TASK. Rewrite the stretch from the line containing "Q: Where on this screen is the monkey's mouth?" through the end of the records below, requests included, scaling every bounding box coordinate in the answers by 1.6 and rounding each to a whole number, with halves rounded up. Leave the pictures out.

**** DATASET RECORDS ****

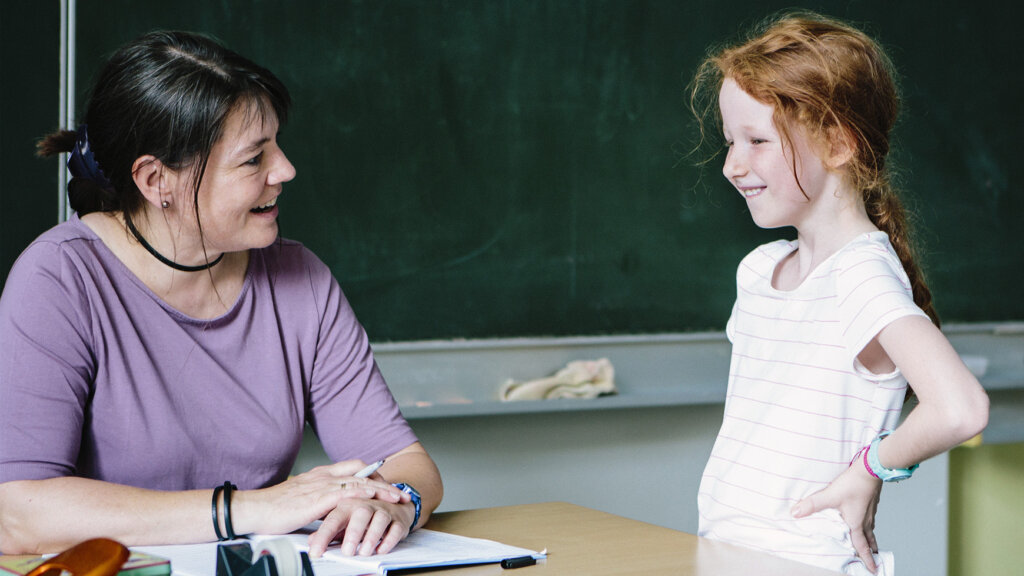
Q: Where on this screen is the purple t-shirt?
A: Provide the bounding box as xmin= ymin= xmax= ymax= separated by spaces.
xmin=0 ymin=216 xmax=416 ymax=490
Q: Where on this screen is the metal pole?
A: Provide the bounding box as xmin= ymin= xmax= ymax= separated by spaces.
xmin=57 ymin=0 xmax=76 ymax=223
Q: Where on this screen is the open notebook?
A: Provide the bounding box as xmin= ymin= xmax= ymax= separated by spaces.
xmin=138 ymin=529 xmax=545 ymax=576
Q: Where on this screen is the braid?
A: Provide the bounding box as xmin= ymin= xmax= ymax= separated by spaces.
xmin=863 ymin=182 xmax=940 ymax=326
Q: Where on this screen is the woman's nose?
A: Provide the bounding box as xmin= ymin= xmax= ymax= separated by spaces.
xmin=267 ymin=151 xmax=295 ymax=186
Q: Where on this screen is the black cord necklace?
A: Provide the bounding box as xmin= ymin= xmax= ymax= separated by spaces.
xmin=125 ymin=212 xmax=224 ymax=272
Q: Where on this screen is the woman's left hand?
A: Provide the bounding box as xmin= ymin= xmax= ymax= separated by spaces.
xmin=309 ymin=475 xmax=416 ymax=558
xmin=793 ymin=459 xmax=882 ymax=574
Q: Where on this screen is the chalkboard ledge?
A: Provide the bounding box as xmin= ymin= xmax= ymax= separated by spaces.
xmin=374 ymin=323 xmax=1024 ymax=440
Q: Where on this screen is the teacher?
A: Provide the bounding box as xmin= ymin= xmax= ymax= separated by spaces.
xmin=0 ymin=32 xmax=442 ymax=557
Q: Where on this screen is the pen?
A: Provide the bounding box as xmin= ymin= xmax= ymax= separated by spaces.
xmin=502 ymin=556 xmax=537 ymax=569
xmin=354 ymin=460 xmax=384 ymax=478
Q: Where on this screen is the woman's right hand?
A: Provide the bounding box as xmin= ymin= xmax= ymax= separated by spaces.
xmin=231 ymin=460 xmax=409 ymax=534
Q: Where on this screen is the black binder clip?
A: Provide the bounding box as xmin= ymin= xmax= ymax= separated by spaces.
xmin=217 ymin=542 xmax=315 ymax=576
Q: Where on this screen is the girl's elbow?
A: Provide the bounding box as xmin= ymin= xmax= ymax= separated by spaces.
xmin=952 ymin=386 xmax=988 ymax=443
xmin=968 ymin=389 xmax=988 ymax=438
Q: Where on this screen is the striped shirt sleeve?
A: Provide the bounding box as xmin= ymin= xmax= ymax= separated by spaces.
xmin=836 ymin=242 xmax=927 ymax=358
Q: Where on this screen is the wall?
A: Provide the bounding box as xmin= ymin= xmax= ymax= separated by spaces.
xmin=949 ymin=443 xmax=1024 ymax=576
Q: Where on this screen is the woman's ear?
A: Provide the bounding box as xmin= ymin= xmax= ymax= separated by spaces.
xmin=131 ymin=154 xmax=177 ymax=208
xmin=825 ymin=127 xmax=857 ymax=170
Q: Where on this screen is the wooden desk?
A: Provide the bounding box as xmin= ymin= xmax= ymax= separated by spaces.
xmin=426 ymin=502 xmax=838 ymax=576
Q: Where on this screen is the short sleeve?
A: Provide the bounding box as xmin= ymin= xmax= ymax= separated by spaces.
xmin=0 ymin=241 xmax=95 ymax=483
xmin=292 ymin=251 xmax=417 ymax=461
xmin=836 ymin=240 xmax=927 ymax=357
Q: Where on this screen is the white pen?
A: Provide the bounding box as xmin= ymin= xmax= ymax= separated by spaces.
xmin=353 ymin=460 xmax=384 ymax=478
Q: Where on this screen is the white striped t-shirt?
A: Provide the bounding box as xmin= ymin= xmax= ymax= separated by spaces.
xmin=697 ymin=232 xmax=925 ymax=571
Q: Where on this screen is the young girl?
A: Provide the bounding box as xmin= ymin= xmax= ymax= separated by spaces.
xmin=691 ymin=13 xmax=988 ymax=576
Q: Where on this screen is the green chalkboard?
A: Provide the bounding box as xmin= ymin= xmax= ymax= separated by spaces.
xmin=0 ymin=2 xmax=60 ymax=287
xmin=41 ymin=0 xmax=1024 ymax=341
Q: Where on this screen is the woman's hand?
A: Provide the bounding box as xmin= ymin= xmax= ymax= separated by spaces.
xmin=793 ymin=458 xmax=882 ymax=574
xmin=309 ymin=494 xmax=416 ymax=558
xmin=231 ymin=460 xmax=409 ymax=537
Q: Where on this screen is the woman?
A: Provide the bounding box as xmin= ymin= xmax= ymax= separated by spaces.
xmin=0 ymin=32 xmax=442 ymax=557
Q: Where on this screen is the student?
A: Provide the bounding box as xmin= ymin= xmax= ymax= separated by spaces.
xmin=0 ymin=32 xmax=441 ymax=556
xmin=691 ymin=13 xmax=988 ymax=576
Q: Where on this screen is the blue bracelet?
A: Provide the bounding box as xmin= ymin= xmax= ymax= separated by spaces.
xmin=864 ymin=431 xmax=921 ymax=482
xmin=391 ymin=482 xmax=423 ymax=533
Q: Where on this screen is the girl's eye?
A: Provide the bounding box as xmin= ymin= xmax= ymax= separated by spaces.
xmin=245 ymin=152 xmax=263 ymax=166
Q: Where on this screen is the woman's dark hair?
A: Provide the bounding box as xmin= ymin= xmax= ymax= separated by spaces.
xmin=38 ymin=31 xmax=291 ymax=220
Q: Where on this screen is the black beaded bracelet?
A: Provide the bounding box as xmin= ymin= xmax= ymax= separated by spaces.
xmin=210 ymin=486 xmax=226 ymax=542
xmin=223 ymin=482 xmax=239 ymax=540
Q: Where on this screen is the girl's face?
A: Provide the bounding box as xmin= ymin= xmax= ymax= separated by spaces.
xmin=719 ymin=78 xmax=828 ymax=230
xmin=186 ymin=101 xmax=295 ymax=254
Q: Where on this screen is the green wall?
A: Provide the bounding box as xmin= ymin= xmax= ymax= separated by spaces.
xmin=949 ymin=443 xmax=1024 ymax=576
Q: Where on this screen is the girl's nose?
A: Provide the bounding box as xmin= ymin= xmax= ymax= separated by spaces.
xmin=722 ymin=145 xmax=746 ymax=180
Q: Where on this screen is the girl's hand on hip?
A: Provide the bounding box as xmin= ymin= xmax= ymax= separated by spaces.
xmin=792 ymin=458 xmax=882 ymax=574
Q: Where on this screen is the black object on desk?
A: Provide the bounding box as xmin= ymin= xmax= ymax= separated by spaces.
xmin=217 ymin=543 xmax=314 ymax=576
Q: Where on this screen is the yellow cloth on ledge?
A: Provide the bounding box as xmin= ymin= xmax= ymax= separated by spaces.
xmin=500 ymin=358 xmax=616 ymax=402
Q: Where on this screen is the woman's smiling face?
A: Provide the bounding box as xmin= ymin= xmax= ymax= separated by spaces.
xmin=189 ymin=99 xmax=295 ymax=254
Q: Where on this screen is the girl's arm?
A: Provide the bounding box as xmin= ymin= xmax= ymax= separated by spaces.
xmin=878 ymin=316 xmax=988 ymax=468
xmin=793 ymin=316 xmax=988 ymax=573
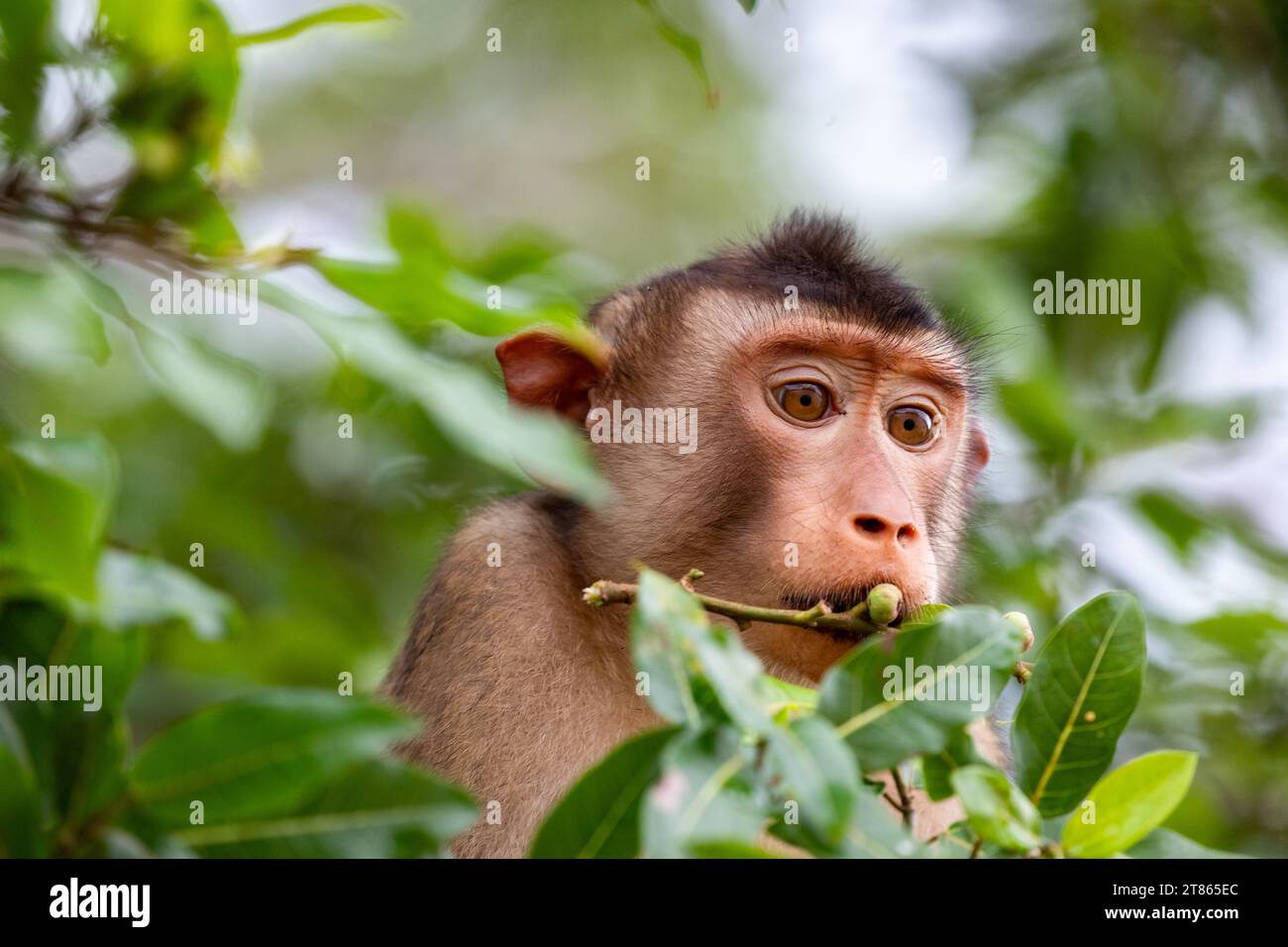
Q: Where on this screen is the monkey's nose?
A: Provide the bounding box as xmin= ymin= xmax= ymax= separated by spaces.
xmin=854 ymin=515 xmax=921 ymax=548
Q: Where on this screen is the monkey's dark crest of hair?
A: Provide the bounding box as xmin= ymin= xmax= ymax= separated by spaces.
xmin=588 ymin=210 xmax=956 ymax=344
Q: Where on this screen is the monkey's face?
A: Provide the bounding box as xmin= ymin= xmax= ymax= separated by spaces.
xmin=592 ymin=303 xmax=988 ymax=679
xmin=726 ymin=314 xmax=987 ymax=636
xmin=497 ymin=287 xmax=988 ymax=681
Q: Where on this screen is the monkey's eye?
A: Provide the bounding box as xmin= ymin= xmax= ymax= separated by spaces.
xmin=886 ymin=404 xmax=935 ymax=447
xmin=774 ymin=381 xmax=832 ymax=421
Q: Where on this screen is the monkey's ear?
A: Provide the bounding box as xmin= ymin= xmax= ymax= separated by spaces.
xmin=966 ymin=424 xmax=989 ymax=485
xmin=496 ymin=329 xmax=606 ymax=427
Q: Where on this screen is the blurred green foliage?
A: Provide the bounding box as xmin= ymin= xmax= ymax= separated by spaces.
xmin=0 ymin=0 xmax=1288 ymax=856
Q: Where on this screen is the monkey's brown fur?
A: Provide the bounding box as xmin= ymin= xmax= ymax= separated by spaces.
xmin=383 ymin=214 xmax=987 ymax=857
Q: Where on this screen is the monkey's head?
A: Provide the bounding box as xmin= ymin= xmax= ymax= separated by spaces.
xmin=497 ymin=213 xmax=988 ymax=679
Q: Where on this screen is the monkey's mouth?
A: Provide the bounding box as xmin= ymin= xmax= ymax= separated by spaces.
xmin=780 ymin=579 xmax=910 ymax=638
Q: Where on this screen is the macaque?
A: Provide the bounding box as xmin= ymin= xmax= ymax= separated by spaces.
xmin=383 ymin=211 xmax=988 ymax=857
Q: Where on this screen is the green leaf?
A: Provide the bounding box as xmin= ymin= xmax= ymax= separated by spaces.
xmin=1127 ymin=828 xmax=1246 ymax=858
xmin=261 ymin=283 xmax=609 ymax=504
xmin=531 ymin=727 xmax=680 ymax=858
xmin=0 ymin=0 xmax=53 ymax=155
xmin=643 ymin=727 xmax=767 ymax=858
xmin=0 ymin=437 xmax=117 ymax=600
xmin=0 ymin=742 xmax=44 ymax=858
xmin=631 ymin=570 xmax=777 ymax=734
xmin=636 ymin=0 xmax=715 ymax=103
xmin=313 ymin=204 xmax=585 ymax=342
xmin=838 ymin=792 xmax=926 ymax=858
xmin=1061 ymin=750 xmax=1199 ymax=858
xmin=235 ymin=4 xmax=399 ymax=48
xmin=170 ymin=759 xmax=478 ymax=858
xmin=818 ymin=605 xmax=1021 ymax=772
xmin=761 ymin=674 xmax=818 ymax=724
xmin=130 ymin=690 xmax=416 ymax=828
xmin=0 ymin=268 xmax=111 ymax=371
xmin=94 ymin=549 xmax=241 ymax=640
xmin=0 ymin=600 xmax=143 ymax=832
xmin=921 ymin=727 xmax=987 ymax=801
xmin=133 ymin=320 xmax=271 ymax=451
xmin=952 ymin=764 xmax=1042 ymax=852
xmin=1012 ymin=591 xmax=1145 ymax=817
xmin=767 ymin=716 xmax=860 ymax=847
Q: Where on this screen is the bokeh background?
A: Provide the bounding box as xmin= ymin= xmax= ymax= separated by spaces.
xmin=0 ymin=0 xmax=1288 ymax=856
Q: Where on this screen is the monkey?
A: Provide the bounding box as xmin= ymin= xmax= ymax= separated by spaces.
xmin=381 ymin=210 xmax=989 ymax=857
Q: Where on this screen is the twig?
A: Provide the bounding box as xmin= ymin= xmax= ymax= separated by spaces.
xmin=583 ymin=570 xmax=888 ymax=638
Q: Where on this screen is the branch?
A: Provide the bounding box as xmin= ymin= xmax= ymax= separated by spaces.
xmin=581 ymin=570 xmax=898 ymax=638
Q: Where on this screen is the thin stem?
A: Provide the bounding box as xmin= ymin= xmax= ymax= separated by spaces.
xmin=890 ymin=766 xmax=912 ymax=831
xmin=583 ymin=579 xmax=884 ymax=638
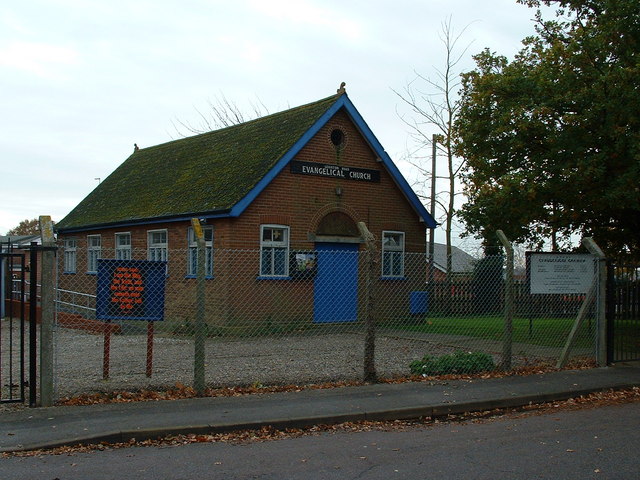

****

ANSWER TO THIS EXERCISE.
Q: Where on this screen is the monkey's mouth?
A: Provide the bounding box as xmin= ymin= xmax= ymax= separated by spaces.
xmin=1248 ymin=926 xmax=1456 ymax=1021
Q: Where on this screen is the macaque?
A: Provide the bounding box as xmin= ymin= xmax= ymax= separated by spaces.
xmin=613 ymin=338 xmax=1581 ymax=1371
Q: Where on this screen is the green leaf?
A: Provide the bounding box as xmin= ymin= xmax= ymax= separated by spaces.
xmin=1803 ymin=1325 xmax=1994 ymax=1373
xmin=418 ymin=453 xmax=974 ymax=806
xmin=850 ymin=1163 xmax=1088 ymax=1373
xmin=0 ymin=0 xmax=85 ymax=248
xmin=1029 ymin=1163 xmax=1227 ymax=1373
xmin=0 ymin=699 xmax=187 ymax=960
xmin=0 ymin=1187 xmax=70 ymax=1373
xmin=1010 ymin=912 xmax=1243 ymax=1174
xmin=1018 ymin=0 xmax=1144 ymax=165
xmin=501 ymin=326 xmax=936 ymax=547
xmin=1341 ymin=1267 xmax=1482 ymax=1373
xmin=1698 ymin=1200 xmax=1918 ymax=1373
xmin=376 ymin=6 xmax=638 ymax=77
xmin=272 ymin=1214 xmax=765 ymax=1373
xmin=1309 ymin=968 xmax=1634 ymax=1235
xmin=1218 ymin=1078 xmax=1309 ymax=1158
xmin=208 ymin=1104 xmax=666 ymax=1325
xmin=0 ymin=429 xmax=178 ymax=594
xmin=150 ymin=878 xmax=386 ymax=1024
xmin=0 ymin=960 xmax=229 ymax=1331
xmin=1474 ymin=1163 xmax=1579 ymax=1282
xmin=213 ymin=512 xmax=434 ymax=722
xmin=1523 ymin=1222 xmax=1667 ymax=1363
xmin=1619 ymin=946 xmax=1832 ymax=1307
xmin=1227 ymin=1146 xmax=1376 ymax=1355
Q: Where on this screen is the bokeh background?
A: Provide the bounding box as xmin= ymin= xmax= ymax= separated by spaces.
xmin=0 ymin=0 xmax=2061 ymax=1370
Q: Where on this screen is the monkey?
A: Provide the bounding box as xmin= ymin= xmax= ymax= separated by spaces.
xmin=610 ymin=336 xmax=1582 ymax=1371
Q: Where on this screen is the twig?
A: Provide the bounding box as xmin= ymin= xmax= ymax= separated by spaces.
xmin=933 ymin=912 xmax=1421 ymax=1021
Q: Where on this screen is the branch?
A: Provide the bounding box as xmin= ymin= xmax= ymax= separated by spaces.
xmin=930 ymin=912 xmax=1437 ymax=1021
Q: Where on this screen is the thin stem?
A: Provide the bounding box as xmin= ymin= xmax= ymax= separated by spaces.
xmin=1424 ymin=1226 xmax=1459 ymax=1330
xmin=933 ymin=926 xmax=1414 ymax=1021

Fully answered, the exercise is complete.